## WHAT IS ASKED
What do these say in the forum thread on the ACSI app?
1. How much does the app cost?
2. Which card does Dave hand over at check-in so he doesn't have to leave his passport?
3. What nightly rate did rugbyken pay at the ACSI site in the south of France?

ACSI make it very clear that to get the app you have to pay extra.

For the convenience it is brilliant and you decide which countries to download onto the phone/ipad.

It doesn't require internet access and is very convenient to use as you can zoom into areas very quickly and then see all the campsites. We use it in conjunction with the book. Very handy


----------



## kaacee (Nov 29, 2008)

bertieburstner said:


> ACSI make it very clear that to get the app you have to pay extra.
> 
> For the convenience it is brilliant and you decide which countries to download onto the phone/ipad.
> 
> ...


----------



## Zebedee (Oct 3, 2007)

Hi Keith

If our experience is anything to go by, I don't think you need the ID card unless you want the insurance cover it provides.

We have never been asked to show ours, since the ACSI discount card provides all the information they need at the desk. In fact I usually hand it over whether it's an ACSI site or not. We have a difficult surname and it saves leaving the passport at the check-in.

The App sounds excellent, but I haven't used it so can't comment. Up to now I've used the ACSI POI set on AutoRoute - which is fine, but I think the App on the phone would be handier.

Dave


----------



## Mrplodd (Mar 4, 2008)

If you use ACSI then, in my humble opinion the app is essential.

It does NOT require internet access which is a great help if you are in the middle of nowhere, it is very intuitive to use (much easier to locate a site than using the book) and has loads of information for each campsite .

The information includes phone numbers, addresses, GPS co-rods, it will even provide you with directions from your current location. Well worth the minimal extra cost. 

As far as municipal sites are concerned I have found excellent ones and really crap one (Orleans falls into the last category) but there is nothing forcing you to use any of them. 

Like Zebedee I use a combination of both, and as many Aires now charge almost as much as ACSI I tend to use ACSI as it includes hook up and showers.

Andy


----------



## kaacee (Nov 29, 2008)

Mrplodd said:


> If you use ACSI then, in my humble opinion the app is essential.
> 
> It does NOT require internet access which is a great help if you are in the middle of nowhere, it is very intuitive to use (much easier to locate a site than using the book) and has loads of information for each campsite .
> 
> ...


I am sure you are right Andy, but just to clarify the original OP, the APP is an additional tool and you are required to pay for this and any maps you download.

You still need to purchase the paper books in order to acquire your discount card.

The ID card is purely an alternative to your passport and CANNOT be used on it's own to benefit any discounts.

Keith


----------



## Mrplodd (Mar 4, 2008)

Keith

100% correct in all respects.

The app is less than €4, it's just SO much easier than the books which you have to have BEFORE you can download the app.


----------



## rugbyken (Jan 16, 2006)

When the original post was placed I seriously though about offering my card as I'd just returned from Italy and had an operation booked but the operation was cancelled and 2 days later I was on a ferry now on a ACSI site on south of France at 10 euros a night


----------

## DATASET RECORDS

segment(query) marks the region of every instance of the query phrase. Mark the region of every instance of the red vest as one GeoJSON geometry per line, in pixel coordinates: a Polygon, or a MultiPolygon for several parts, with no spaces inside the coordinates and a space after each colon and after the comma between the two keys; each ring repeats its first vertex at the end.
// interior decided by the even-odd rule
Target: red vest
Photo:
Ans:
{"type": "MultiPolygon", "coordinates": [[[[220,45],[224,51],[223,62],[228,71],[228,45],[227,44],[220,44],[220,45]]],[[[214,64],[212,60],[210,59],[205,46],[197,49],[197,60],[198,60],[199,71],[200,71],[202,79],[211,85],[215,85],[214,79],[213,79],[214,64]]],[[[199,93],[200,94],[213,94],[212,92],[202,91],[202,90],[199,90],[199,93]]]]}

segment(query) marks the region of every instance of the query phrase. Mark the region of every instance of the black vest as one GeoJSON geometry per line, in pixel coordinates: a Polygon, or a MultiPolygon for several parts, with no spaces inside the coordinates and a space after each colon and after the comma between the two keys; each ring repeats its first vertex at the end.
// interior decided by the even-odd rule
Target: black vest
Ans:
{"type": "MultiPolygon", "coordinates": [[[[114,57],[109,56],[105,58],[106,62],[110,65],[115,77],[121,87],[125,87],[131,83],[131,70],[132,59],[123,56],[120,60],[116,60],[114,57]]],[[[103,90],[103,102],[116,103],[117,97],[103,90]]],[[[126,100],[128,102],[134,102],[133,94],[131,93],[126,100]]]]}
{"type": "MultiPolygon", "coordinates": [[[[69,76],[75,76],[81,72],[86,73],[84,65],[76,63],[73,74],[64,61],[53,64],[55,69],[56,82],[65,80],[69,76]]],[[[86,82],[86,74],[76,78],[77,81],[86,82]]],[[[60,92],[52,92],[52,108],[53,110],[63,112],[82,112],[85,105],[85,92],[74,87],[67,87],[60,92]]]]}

## WRITTEN RESPONSE
1. Less than €4.
2. The ACSI discount card.
3. 10 euros a night.